MATERIALS PROVIDED section start

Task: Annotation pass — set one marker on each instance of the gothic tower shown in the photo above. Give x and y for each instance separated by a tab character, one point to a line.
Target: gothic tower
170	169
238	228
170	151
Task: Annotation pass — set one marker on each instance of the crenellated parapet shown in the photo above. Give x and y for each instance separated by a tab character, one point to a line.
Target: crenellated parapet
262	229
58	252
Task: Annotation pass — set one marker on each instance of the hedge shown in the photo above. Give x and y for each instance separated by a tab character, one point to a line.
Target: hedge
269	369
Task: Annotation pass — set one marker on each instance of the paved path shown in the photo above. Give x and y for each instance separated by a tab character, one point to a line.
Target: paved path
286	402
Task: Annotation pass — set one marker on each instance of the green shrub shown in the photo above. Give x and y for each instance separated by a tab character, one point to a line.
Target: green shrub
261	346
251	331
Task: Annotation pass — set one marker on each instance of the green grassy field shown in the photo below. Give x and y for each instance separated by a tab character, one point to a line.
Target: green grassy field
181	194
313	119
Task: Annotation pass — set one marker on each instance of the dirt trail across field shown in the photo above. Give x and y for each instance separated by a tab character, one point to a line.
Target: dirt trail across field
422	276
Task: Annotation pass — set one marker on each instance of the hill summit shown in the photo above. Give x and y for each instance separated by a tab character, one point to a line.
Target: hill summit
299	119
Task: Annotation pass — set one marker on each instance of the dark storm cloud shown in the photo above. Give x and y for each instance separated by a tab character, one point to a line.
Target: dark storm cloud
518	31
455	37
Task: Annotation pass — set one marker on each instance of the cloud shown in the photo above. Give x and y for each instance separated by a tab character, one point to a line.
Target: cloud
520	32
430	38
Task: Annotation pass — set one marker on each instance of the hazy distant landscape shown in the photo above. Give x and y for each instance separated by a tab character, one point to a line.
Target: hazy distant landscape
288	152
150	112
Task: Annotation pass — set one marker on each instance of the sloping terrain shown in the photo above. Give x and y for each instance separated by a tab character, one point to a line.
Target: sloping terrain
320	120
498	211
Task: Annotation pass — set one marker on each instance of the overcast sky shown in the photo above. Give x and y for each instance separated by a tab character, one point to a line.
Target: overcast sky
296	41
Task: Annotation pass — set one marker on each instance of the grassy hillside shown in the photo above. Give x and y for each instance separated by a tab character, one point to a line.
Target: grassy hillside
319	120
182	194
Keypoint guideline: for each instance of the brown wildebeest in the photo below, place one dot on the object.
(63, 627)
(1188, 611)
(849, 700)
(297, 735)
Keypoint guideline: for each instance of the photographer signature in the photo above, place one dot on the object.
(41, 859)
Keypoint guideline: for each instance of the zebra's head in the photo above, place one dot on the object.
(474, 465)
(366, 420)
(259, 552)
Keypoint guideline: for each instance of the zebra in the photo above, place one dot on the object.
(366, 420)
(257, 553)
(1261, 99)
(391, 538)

MATERIALS PROVIDED section end

## TASK REQUIREMENTS
Of all the entries above, repeat only the lines from the line that has "of the hill" to the line that has "of the sloping", both lines included, exactly.

## RESPONSE
Task: Annotation pass — set one marker on each instance of the hill summit shown in the photo above. Give x and y for each instance separated by a tab character, one point to a line.
Target: hill summit
299	119
Task: Annotation pass — set one marker on each instance of the dark storm cloud shown in the photo above. Give x and y for each instance separated by a tab character, one point to a line.
Target: dark storm cloud
518	31
455	37
Task: Annotation pass — set one marker on each instance of the cloud shown in the photo above. Give x and y for each instance separated by a tab character, one point to a line.
Target: cloud
520	32
430	38
Task: Annotation pass — set one marker on each instance of the hazy distant landscape shown in the photo above. Give x and y for each instance separated by a tab character, one point to a line.
Target: hazy distant landscape
288	152
150	112
Task: Annotation pass — set one marker on each instance of the sloping terrain shown in the photo above. Give x and y for each instance separated by a tab character, one point to a line.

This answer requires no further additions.